▸ **Exercise task 1**:
Please report how many lines of the records below contain the word "white", giving only the number.

I had planned my entire week around the fact that I had pre-ordered Halo 2 (normal version) from Amazon, it was scheduled to ship today, would arrive tomorrow -- but I wouldn't get to play it tomorrow because I'm going out tomorrow night -- and I would be spending my day off on Thursday playing it (I took Thursday off since I won't be getting home til 3-in-the-morning-ish on Wednesday night).

But Amazon did something I've only rarely seen them do... they shipped my Halo 2 package in such a way that it will arrive at my home on the street date. (The last time I've seen them do this was for the Harry Potter book.)

So it looks like this evening, I will be hunkered down in front of the TV, helping Master Chief save Earth.

I am Best Buy's best customer. And I say that with no sense of exaggeration. I probably buy about 1 DVD a week from them, bare minimum, and they're my usual source for all things electronic when the time comes to need them. I have a Best Buy Rewards card. I get about $15 a month back in gift certificates, at least. I am their wet dream.

Last December I bought one of those "discount cards" from a local high school. You know the cards, the ones with like fifteen coupons printed on them in like 5-point type offering discounts to neighborhood businesses. The one I make the most use of is "$2 off any DVD or Music CD At Best Buy".

I've been using this card since the beginning of the year. It's great. Normal price $19.99, new release is marked down to $15.99, take another $2.00 off that. Life is good.

In the last week, twice I might add, it's suddenly "Oh, no, sir, you can't use that card with a new-release because it's already discounted."

Me: What do you mean I can't use it?
BBChick: It's only good on regularly priced items, and that DVD is already on sale.
Me: It doesn't say that on the coupon.
BBChick: They were supposed to print that on the card, but they didn't.
Me: Isn't that your problem, not mine? I mean, if you print the wrong price in an ad, you're liable to honor it, just as if you print the wrong terms on a coupon, you're liable to honor it.
BBChick: I don't know what to tell you sir.
Me: How come you guys waited until now to make this known? I mean, I've been using this card since friggin' January. You're eleven months into a twelve-month program, why are you pissing me off now? I mean if this is a problem, you've already lost enough money, why not let it go one more month and not piss off the customer, eh?
BBChick: Probably, but that's what they've told me to do.
Me: OK, well, you can void that DVD off the order I guess. I'll just buy it elsewhere.
BBChick: (questioningly) You sure? That's still probably the cheapest you're going to find it? (this is a true statement)

▸ **Exercise task 2**:
Resume the account above of the Halo 2 delivery and the Best Buy coupon dispute, starting right after its final sentence.

▸ **Extracted information**:

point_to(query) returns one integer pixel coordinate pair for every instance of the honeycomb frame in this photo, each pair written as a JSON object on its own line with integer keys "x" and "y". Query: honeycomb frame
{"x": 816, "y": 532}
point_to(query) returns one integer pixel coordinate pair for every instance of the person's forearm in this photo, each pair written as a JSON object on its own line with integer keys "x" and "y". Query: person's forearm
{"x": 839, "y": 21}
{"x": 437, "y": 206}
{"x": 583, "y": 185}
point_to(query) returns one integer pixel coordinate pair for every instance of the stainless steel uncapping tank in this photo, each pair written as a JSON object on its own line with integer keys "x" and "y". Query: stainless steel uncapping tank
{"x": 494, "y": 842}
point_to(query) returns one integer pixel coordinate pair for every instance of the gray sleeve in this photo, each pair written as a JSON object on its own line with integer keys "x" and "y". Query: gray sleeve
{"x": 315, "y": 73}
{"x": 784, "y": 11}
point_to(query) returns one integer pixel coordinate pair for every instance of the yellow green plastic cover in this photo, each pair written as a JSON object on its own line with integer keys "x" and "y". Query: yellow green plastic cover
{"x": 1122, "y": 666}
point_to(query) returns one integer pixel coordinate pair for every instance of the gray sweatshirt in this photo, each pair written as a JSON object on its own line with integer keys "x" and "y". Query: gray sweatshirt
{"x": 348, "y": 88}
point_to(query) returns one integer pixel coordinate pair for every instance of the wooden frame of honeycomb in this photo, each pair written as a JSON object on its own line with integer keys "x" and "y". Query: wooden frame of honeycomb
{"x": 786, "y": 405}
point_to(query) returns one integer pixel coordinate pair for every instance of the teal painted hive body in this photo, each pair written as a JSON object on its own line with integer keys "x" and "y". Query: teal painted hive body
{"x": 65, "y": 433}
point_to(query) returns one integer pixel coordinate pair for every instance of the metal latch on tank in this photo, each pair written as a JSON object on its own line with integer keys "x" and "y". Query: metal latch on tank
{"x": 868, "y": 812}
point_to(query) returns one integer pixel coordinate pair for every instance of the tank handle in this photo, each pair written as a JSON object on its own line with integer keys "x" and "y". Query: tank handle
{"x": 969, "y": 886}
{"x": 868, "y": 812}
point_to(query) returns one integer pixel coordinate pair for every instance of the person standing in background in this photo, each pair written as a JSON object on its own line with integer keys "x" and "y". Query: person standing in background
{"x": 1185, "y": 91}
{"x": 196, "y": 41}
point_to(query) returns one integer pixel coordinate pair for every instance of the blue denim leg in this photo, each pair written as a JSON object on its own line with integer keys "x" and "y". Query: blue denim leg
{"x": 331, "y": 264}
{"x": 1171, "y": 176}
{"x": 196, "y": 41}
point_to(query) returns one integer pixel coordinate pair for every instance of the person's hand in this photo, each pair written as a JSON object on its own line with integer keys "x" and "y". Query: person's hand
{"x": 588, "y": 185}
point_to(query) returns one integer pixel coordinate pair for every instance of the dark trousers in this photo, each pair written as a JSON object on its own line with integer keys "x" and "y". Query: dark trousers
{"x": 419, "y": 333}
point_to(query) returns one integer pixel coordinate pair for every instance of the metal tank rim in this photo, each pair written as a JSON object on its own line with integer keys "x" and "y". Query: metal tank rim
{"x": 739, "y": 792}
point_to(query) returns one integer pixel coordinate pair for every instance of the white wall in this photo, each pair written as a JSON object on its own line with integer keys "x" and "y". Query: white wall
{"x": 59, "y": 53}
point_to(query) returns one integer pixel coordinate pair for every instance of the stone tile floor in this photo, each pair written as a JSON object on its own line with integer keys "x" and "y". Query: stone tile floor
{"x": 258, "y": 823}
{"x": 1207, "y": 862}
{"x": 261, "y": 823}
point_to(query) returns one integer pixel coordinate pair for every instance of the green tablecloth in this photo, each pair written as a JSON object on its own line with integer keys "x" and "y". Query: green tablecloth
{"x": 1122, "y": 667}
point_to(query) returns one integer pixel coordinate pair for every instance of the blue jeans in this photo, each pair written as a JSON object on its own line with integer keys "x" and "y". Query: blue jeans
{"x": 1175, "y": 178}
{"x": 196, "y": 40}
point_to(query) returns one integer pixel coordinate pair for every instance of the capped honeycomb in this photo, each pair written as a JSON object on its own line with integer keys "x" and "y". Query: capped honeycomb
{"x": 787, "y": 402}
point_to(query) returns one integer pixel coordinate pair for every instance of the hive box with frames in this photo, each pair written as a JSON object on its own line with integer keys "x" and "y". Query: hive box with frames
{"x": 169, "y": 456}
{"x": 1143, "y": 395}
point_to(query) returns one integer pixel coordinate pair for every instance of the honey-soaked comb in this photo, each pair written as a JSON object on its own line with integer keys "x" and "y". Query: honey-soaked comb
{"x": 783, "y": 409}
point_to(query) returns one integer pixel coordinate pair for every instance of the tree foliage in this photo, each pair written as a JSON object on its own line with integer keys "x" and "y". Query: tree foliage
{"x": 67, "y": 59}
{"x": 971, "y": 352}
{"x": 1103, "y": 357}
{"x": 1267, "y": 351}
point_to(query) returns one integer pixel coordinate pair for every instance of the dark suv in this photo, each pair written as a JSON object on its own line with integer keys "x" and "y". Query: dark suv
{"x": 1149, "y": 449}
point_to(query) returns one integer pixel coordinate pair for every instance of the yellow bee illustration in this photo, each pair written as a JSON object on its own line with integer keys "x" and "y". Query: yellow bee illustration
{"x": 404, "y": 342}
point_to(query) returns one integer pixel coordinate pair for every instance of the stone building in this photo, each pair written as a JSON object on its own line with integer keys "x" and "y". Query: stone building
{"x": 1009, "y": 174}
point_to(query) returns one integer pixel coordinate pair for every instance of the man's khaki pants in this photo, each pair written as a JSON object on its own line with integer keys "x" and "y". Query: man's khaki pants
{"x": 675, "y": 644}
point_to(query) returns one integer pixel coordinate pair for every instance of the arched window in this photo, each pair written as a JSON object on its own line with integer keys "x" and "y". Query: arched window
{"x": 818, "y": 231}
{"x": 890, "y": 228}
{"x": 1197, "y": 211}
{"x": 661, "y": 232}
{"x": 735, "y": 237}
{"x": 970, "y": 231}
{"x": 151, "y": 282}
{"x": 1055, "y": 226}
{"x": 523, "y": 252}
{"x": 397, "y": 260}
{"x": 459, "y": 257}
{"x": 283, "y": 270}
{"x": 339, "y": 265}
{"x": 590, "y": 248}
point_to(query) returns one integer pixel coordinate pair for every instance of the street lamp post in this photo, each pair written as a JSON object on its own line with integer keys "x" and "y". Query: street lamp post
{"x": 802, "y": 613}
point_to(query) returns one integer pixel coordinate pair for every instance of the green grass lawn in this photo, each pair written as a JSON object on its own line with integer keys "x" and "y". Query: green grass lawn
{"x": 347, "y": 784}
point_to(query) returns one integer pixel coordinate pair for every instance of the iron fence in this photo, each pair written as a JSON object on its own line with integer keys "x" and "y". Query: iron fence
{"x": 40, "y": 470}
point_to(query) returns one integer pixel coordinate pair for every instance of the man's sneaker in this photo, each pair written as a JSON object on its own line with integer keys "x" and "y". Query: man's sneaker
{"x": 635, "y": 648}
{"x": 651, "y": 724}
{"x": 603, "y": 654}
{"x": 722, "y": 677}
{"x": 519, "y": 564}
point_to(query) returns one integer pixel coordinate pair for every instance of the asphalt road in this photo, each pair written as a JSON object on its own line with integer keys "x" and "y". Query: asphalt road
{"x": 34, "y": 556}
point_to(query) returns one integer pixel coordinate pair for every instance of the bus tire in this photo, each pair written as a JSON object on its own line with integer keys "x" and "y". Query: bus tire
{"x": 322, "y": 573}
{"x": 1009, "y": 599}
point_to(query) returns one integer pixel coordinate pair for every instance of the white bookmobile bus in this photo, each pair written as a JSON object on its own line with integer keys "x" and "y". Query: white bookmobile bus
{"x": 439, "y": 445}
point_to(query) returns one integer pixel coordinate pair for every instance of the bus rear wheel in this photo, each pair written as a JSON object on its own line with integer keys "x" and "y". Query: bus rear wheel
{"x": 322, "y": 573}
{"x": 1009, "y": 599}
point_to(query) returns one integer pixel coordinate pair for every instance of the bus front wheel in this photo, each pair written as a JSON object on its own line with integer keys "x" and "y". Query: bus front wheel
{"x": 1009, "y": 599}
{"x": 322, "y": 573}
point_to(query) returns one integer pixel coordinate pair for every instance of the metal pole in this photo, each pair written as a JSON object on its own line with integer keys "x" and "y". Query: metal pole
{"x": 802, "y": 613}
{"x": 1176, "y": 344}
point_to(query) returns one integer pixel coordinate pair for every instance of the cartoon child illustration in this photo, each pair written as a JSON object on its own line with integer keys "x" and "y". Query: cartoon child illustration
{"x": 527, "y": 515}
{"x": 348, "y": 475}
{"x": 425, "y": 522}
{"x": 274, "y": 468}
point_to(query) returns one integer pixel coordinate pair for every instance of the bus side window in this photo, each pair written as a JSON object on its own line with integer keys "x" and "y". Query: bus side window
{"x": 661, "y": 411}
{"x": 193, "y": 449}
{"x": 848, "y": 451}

▸ **Response 1**:
2

▸ **Response 2**:
Me: You're right, but I'd rather pay more money to someone who treats their customers well, than to Best Buy who obviously doesn't want my business. I know what they pay for those discs, and the extra $2.00 doesn't put them in the red or anything, so I'll pay a couple extra bucks to Amazon or something, and they'll actually pretend like they care about having me as a customer.
BBChick: (frowning) OK.

So, it looks like my Best Buy Rewards Card won't be seeing much use any more.

Dickheads. Remember when companies cared? I'm not sure I can remember that far back any more...

I was shipping a copy of The Book to my aunt. You see, we got the Spanish translation the other day, and my Aunt is a Spanish teacher, so I got a copy, inscribed it in Spanish (with a little cheating by asking a former co-worker of mine to translate for me, since he speaks it natively and I haven't touched it since high school), and sent it on its way up to her school.

I sent it using DHL, because (as any frequent reader knows) Brown and I don't get along any more.

So, the day after I shipped it, I decided to check on it's status, and see if it had arrived. It showed "Delivery attempted. No one home. Will attempt redelivery tomorrow."

Except of course it showed that at 10:30 in the morning. At a high school. On a school day. Can you say, "Lazy driver who cheated and didn't feel like driving out to the school, or who forgot to bring the package in with him and didn't feel like going back"? I knew that you could.

So I called the customer service perople. They were very helpful. They were very understanding that this was quite clearly a case of "driver error" (which was as far as they were willing to go towards saying "lying sonofabitch driver", but that's understandable). They called the driver, explained to him that he damned well better have the package there

Today, I got the invoice for the shipping, so I called up customer service to ask for some sort of credit. You know, the "Yes, you got it there on time, but only because I hounded your ass to make it happen, so what sort of credit do I get for having to form an oversight committee to my delivery on-time" credit.

Basically, the girl was like, "Nope, since it was delivered on time, there's no credit due", and to add insult to injury the entire tracking information has been erased. It now goes straight from "Shipped" to "Delivered" in the details. No out for delivery, no record of the "Attempted Delivery", nothing.

She agreed that she would send it "for investigation" but that I shouldn't get my hopes up, because it was delivered on time. My arguments that "the only reason it got done on time is because I hounded your asses to do it, you'd already forsaken my shipment to a late delivery" fell on deaf ears. I explained to her that if there were no credit, of some sort, forthcoming, then I would switch to one of the myriad other shipping companies around (which really means "FedEx", since there's only three now that DHL borg'ed Airborne).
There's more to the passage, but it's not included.